TASK 1:
In the inverter loads thread, what make and model is Minerva's inverter?
TASK 2:
Please repeat the inverter loads thread word for word, starting with "## Superk (Aug" and going on through "money back though.".

[Start of DOCUMENT PASSAGE]

# Inverter Loads



## Minerva (May 22, 2006)

Hi all

I have bought a new 2000W inverter, in the manual it states that you should not connect Micrwave, toater or high speed kettles as they could damage the inverter, does anyone know if there is a reason other than the load being higher than 8A. 
I can only think it is the spark (spikes ) generated when the bi-metle switches in the kettle and toaster opens to switch them off but the microwave ??

Any ideas before I connect it up, I am thinking that I could use the m/W on reduced power

Bill


----------



## hilldweller (Mar 8, 2008)

Minerva said:


> Any ideas before I connect it up


Well you could believe the makers !

I think it may be an admission that their inverter is not a good as it could be.


----------



## camoyboy (May 9, 2005)

Hi Bill,
In the manual for my Waeco Perfectpower modified sine wave 2000watt inverter (peak 3200watts) it says it can run microwaves, kettles, toasters, hairdryers and power tools, not exceeding 1600watts. It recommends not to use electric toothbrushes, fluorescent and energy saving bulbs and non filter type coffee makers. So I am not sure why you cannot do this with yours.
Colin


----------



## camoyboy (May 9, 2005)

Hi Bill,
In the manual for my Waeco Perfectpower modified sine wave 2000watt inverter (peak 3200watts) it says it can run microwaves, kettles, toasters, hairdryers and power tools, not exceeding 1600watts. It recommends not to use electric toothbrushes, fluorescent and energy saving bulbs and non filter type coffee makers. So I am not sure why you cannot do this with yours.
Colin


----------



## teensvan (May 9, 2005)

Hi.

It could be due to the high in-rush current that is required when a microwave starts up. It does not matter if you do use the microwave on reduced power. All this means is that the power is switched on and off at intervals. Also remember that an 800 watt microwave uses something like 13-1400 watt. 

steve & ann. ------------- teensvan.


----------



## Minerva (May 22, 2006)

Thanks to Hilldweller, Colin, Steve & Ann for your answers, I think I will just try it with a power reading adaptor plug on mains electricity and see what it draws to be on the safe side, it just seemed a bit funny it being mentioned in the manual

Bill


----------



## CliveMott (Mar 10, 2008)

I would take it back and demand my cash back. The exclusions are precisely the items you are likely to want to run. Why else buy it?

Re powering energy saving lamps, my much smaller modified sine wave jobbie runs these perfectly, Fantastic for an evening barbeque when you have a few (dozen) friends round and need so light. In my case we had 200 watts worth of light which consumed 34 watts from the inverter and probably 45ish watts from the battery.


----------



## Superk (Aug 22, 2005)

Can I ask what make it is?
Had a Chinese one of Ebay at one time - 2,000watt then a 3,000 watt - wouldn't do half what it was supposed to and said all the things yours does. Got my money back though.

Like the others I have a Waeco 2,000w now.

 
Keith


----------



## Minerva (May 22, 2006)

Keith

The make is Silverline 2000W Modified Sinewave.

Clive

You have a valid point so rather than use it by trial and error I shall contact the supplier, for a satisfactory answer or refund.

Watch this space

Bill


----------



## jonnowycombe (Mar 2, 2007)

I have a soft start inverter - it allows a more gentle inrush of current when things of high load and inductive load run. microwaves actually turn on and off when they are running. To be honest Id give it a try anyway - your standard small microwave probably wont be that powerful and will probs be ok.

[End of DOCUMENT PASSAGE]
[Start of DATA EXTRACT]

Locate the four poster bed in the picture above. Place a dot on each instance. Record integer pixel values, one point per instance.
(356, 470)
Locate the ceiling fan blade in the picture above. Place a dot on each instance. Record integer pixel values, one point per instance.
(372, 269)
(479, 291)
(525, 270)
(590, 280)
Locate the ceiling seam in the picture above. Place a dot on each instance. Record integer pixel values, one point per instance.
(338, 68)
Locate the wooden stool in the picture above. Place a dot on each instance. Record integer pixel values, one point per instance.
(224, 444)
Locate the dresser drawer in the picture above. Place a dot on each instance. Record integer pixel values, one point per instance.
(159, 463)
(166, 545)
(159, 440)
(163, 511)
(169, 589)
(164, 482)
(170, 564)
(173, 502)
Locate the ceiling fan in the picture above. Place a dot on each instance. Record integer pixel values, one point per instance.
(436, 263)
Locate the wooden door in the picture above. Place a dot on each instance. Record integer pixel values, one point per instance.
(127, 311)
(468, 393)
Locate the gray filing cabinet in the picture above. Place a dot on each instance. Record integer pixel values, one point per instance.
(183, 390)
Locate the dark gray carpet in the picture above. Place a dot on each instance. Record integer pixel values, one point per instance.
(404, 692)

[End of DATA EXTRACT]

FINAL RESULT 1:
A Silverline 2000W Modified Sinewave.

FINAL RESULT 2:
## Superk (Aug 22, 2005)

Can I ask what make it is?
Had a Chinese one of Ebay at one time - 2,000watt then a 3,000 watt - wouldn't do half what it was supposed to and said all the things yours does. Got my money back though.